Please rewrite every line of the records below, multiplying each x,y pixel coordinate in the answers by 2.15 and rounding to a whole number, with halves going up. Leave out the pictures.

######

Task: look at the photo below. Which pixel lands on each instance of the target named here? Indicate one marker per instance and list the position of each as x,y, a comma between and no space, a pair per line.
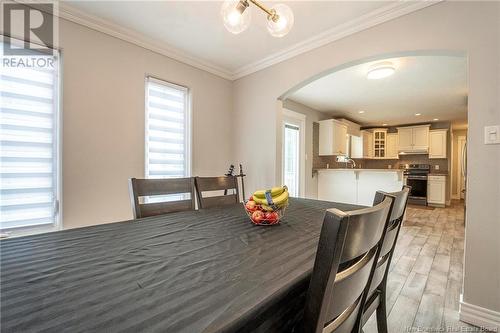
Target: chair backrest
348,245
157,187
224,183
391,234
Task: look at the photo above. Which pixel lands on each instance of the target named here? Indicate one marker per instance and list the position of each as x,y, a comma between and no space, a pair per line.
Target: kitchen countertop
356,169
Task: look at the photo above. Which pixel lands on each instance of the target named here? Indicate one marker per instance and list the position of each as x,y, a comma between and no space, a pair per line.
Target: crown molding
371,19
378,16
72,14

######

RESULT OF THIS TASK:
Task: look at the photo below. Which pixel lands on each instance of the target named here? Indicate one marker per instance and list the position of each as x,y, a comma between and no space, a pair per line.
Target: chair backrest
748,527
338,402
482,393
841,503
Task: look at the photo above. Which pixel lands on each instance of the target named here? Indicate one marker per instance and list the position of each as x,y, a comma between and no space, a pair per line.
Target: kitchen countertop
765,363
Task: look at the photo above. Which pixel lands on each instance of the target named here? Indicate one marker per instance and list the position of each as x,y, a comma between and no space, a pair per line.
Target: crown molding
798,41
813,34
155,30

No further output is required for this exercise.